WRITTEN REQUEST: Select every line in the rows below that contains the string "roof" and copy each of those lines. Case counts.

-- Start PROVIDED RECORDS --

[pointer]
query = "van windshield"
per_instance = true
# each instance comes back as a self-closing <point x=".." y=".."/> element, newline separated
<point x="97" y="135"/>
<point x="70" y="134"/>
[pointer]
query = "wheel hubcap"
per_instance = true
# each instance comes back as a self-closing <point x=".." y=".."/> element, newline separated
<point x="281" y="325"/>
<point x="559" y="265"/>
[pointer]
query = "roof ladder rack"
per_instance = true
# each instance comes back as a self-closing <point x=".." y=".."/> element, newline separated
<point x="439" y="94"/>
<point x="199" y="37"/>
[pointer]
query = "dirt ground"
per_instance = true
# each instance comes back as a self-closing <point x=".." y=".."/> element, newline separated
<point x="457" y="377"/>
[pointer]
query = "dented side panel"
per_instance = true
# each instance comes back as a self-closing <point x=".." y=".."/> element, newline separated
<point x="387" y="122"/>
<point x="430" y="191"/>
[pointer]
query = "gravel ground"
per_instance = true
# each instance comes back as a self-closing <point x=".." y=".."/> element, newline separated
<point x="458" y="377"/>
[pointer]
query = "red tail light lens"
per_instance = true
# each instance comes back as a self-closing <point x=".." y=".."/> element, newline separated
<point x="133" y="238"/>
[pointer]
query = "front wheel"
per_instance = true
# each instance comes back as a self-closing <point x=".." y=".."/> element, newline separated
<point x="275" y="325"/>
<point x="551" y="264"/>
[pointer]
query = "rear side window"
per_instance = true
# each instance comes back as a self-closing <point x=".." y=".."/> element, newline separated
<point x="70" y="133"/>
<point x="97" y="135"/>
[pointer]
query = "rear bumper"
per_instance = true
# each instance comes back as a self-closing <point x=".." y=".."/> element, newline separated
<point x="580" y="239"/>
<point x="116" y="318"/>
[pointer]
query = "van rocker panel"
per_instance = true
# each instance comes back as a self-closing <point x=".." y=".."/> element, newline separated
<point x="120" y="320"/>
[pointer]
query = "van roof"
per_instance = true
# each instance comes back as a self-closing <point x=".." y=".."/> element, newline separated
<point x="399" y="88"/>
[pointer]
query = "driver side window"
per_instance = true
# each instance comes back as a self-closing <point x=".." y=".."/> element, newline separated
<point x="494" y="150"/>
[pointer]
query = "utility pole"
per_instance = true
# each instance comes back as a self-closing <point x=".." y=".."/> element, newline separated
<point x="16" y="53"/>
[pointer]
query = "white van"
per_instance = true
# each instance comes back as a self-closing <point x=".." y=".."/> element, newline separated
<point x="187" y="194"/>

-- End PROVIDED RECORDS --

EXPECTED ANSWER:
query = "roof ladder rack"
query = "van roof"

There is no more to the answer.